→ Kutipan Dokumen:
Tiap dua pekan sekali, aku selalu membeli "sego aking" dari ibu-ibu pedagang di pasar. Terkadang juga membeli dari tetangga, saudara, atau teman ibuku. Mereka biasanya sudah mengumpulkan lebih dari 10kg "sego aking" yang sudah dimasukan dalam karung dan siap dijual. Harganya berkisar Rp4.500-Rp5.000 per/kg. Bila tiba musim hujan seperti sekarang, harga "sego aking" naik hingga Rp6.000 per/kg mengingat susahnya proses pengeringan. Kualitasnya juga bagus, putih dan bersih.
Ayam kampung menjadi solusi food waste yang saling menguntungkan di masyarakat. Contohnya di Surakarta, tepatnya dekat kampusku Universitas Muhammadiyah Surakarta (UMS), ada warga yang memelihara ayam kampung. Uniknya, ia menyediakan kotak untuk menampung sisa makanan dari warga perumahan sekitar. Warga sekitar pun sudah terbiasa memberikan sisa makanannya ke kotak tersebut. Lalu di pasar Kleco, dekat UMS, sampah pasar seperti potongan sayuran atau buah-buahan pun sering dicari-cari orang untuk pakan sapi.
Dengan demikian, semua diuntungkan. Pemilik ayam kampung dan sapi diuntungkan oleh pakan gratis, sedangkan warga perumahan dan pedagang pasar mendapat solusi untuk sampah mereka. Ayam dan sapi pun kenyang.

→ Bahan yang Disediakan:
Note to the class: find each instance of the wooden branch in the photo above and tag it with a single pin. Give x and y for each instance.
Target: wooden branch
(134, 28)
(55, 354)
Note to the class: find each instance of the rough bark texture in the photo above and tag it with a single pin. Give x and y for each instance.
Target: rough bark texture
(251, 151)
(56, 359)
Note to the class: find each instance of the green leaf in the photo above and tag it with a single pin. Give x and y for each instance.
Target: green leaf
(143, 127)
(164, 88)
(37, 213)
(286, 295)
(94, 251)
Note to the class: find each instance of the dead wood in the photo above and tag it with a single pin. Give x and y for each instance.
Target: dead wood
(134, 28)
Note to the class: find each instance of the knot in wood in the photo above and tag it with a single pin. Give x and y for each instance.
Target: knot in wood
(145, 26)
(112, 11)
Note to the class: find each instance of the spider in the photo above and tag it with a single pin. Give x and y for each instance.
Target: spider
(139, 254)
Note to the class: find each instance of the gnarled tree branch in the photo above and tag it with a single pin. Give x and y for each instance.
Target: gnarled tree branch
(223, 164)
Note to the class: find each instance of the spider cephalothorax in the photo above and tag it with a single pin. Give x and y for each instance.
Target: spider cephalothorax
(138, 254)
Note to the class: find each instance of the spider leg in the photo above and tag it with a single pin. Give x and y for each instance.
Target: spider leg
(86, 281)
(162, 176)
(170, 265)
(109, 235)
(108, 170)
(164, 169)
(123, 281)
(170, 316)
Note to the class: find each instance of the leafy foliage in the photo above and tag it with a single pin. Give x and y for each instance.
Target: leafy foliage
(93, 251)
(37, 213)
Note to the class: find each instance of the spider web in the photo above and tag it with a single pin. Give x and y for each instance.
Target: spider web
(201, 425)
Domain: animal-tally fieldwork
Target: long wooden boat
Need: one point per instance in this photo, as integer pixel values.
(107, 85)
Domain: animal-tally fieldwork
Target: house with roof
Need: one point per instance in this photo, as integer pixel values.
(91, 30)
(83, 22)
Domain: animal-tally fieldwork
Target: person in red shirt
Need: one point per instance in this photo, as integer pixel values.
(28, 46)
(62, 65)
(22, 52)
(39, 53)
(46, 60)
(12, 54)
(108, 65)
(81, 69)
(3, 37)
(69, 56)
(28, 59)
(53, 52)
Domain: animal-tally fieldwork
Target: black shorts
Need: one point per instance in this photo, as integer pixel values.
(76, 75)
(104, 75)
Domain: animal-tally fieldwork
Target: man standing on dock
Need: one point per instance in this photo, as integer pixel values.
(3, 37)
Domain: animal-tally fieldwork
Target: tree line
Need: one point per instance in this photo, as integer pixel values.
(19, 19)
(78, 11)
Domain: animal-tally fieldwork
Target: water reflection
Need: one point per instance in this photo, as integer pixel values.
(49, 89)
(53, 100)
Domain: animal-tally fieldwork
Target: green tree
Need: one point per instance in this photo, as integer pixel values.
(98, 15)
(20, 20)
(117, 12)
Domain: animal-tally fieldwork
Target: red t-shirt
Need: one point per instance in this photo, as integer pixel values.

→ Soal Latihan:
1) Laporkan semua baris dalam catatan yang memuat kata "tree". Huruf besar dan huruf kecil harus dibedakan.
2) Tuliskan bagian berikutnya dari teks tentang pemanfaatan sisa makanan, dimulai setelah kalimat terakhirnya.

→ Jawaban Tiap Soal:
1)
Note to the class: find each instance of the gnarled tree branch in the photo above and tag it with a single pin. Give x and y for each instance.
Target: gnarled tree branch
Target: tree line
Target: green tree

2)
Sekarang "teknologi" pendaur food waste lebih beragam. Cara yang cukup popular belakangan adalah budidaya magot, atau larva lalat BSF. Larva magot itu bisa digunakan untuk pakan unggas, burung kicau, umpan mancing ikan, bahkan untuk cemilan. Kotorannya bisa digunakan untuk pupuk tanaman.
Mengolah Food Waste adalah Perilaku Bijak Memanfaatkan Energi untuk Kelestarian Lingkungan
Di tengah kemajuan peradaban modern rupanya kita justru terbelakang dalam mengelola sampah dan energi. Salah satu bukti keterbelakangan itu adalah mindset bahwa sampah adalah barang tak berguna.
Sebetulnya, sampah adalah "energi" yang tak terkelola. Sejauh ini, pemahaman kita soal energi masih terbatas pada energi fosil. Padahal food waste juga memiliki potensi energi kimia di dalamnya. Jadi membiarkan food waste, menganggap sampah sebagai benda tak berguna, termasuk perilaku membuang-buang energi. Bijak mengelola energi tidak terbatas pada menghemat konsumsi listrik dan BBM, melainkan juga mengolah sampah secara bertanggung jawab.
Selain itu, menumpuk sampah juga merampas hak makanan mikroba tanah dan tumbuhan sebab kita menghambat sampah organik itu berputar mengikuti siklus dinamika nutrisi.
Membakar sampah justru tak beradab lagi. Selain menimbulkan polusi, kita juga membakar hidup-hidup makhluk Tuhan "tak kasat mata" ini (mikroba). Padahal, mereka sudah berjasa untuk hidup kita memainkan peran penting dalam proses dinamika nutrisi dan penciptaan pangan.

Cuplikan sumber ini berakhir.